Exercise objective: Turn the entries below, from their start up to and including the line that contains "positive clicks: (968, 212)", into a Markdown table with the columns Row and Line, one numbered row per line and no rows for blank lines. Leave the pictures out of the table.

Records provided:
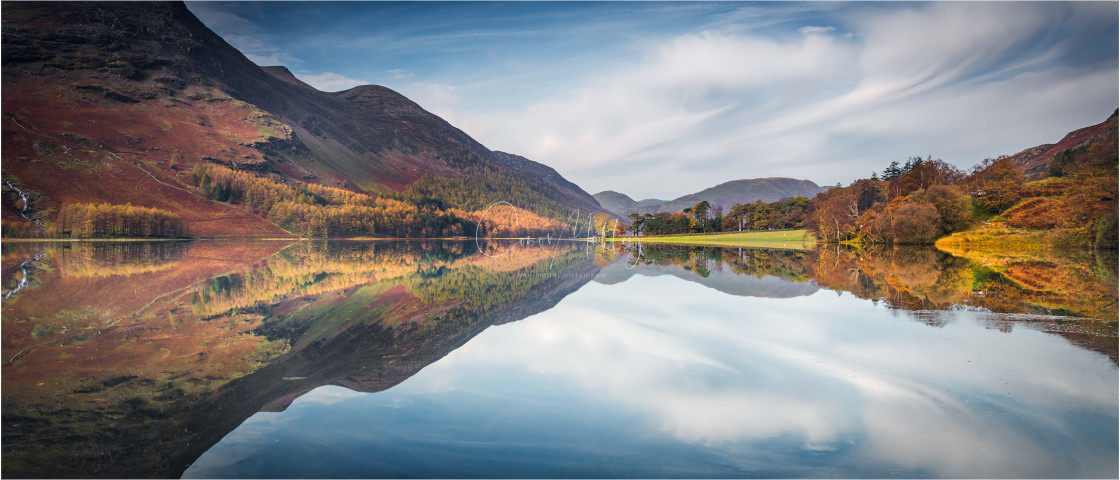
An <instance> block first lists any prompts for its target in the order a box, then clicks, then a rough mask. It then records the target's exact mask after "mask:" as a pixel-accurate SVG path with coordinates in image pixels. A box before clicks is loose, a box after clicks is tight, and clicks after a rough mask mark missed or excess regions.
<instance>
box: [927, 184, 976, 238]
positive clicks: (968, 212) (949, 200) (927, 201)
mask: <svg viewBox="0 0 1120 480" xmlns="http://www.w3.org/2000/svg"><path fill="white" fill-rule="evenodd" d="M923 199H924V200H925V201H927V203H930V204H931V205H933V207H934V208H936V209H937V215H939V216H941V232H942V233H945V234H951V233H953V232H961V230H963V229H965V228H968V227H969V223H971V220H972V203H971V201H970V200H969V197H967V196H963V195H961V194H960V190H959V189H958V188H956V187H954V186H951V185H934V186H932V187H930V189H928V190H925V194H924V196H923Z"/></svg>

Response to this exercise:
| Row | Line |
|---|---|
| 1 | An <instance> block first lists any prompts for its target in the order a box, then clicks, then a rough mask. It then records the target's exact mask after "mask:" as a pixel-accurate SVG path with coordinates in image pixels. A box before clicks is loose, a box after clicks is tight, and clicks after a rough mask mark missed or excess regions. |
| 2 | <instance> |
| 3 | box: [927, 184, 976, 238] |
| 4 | positive clicks: (968, 212) (949, 200) (927, 201) |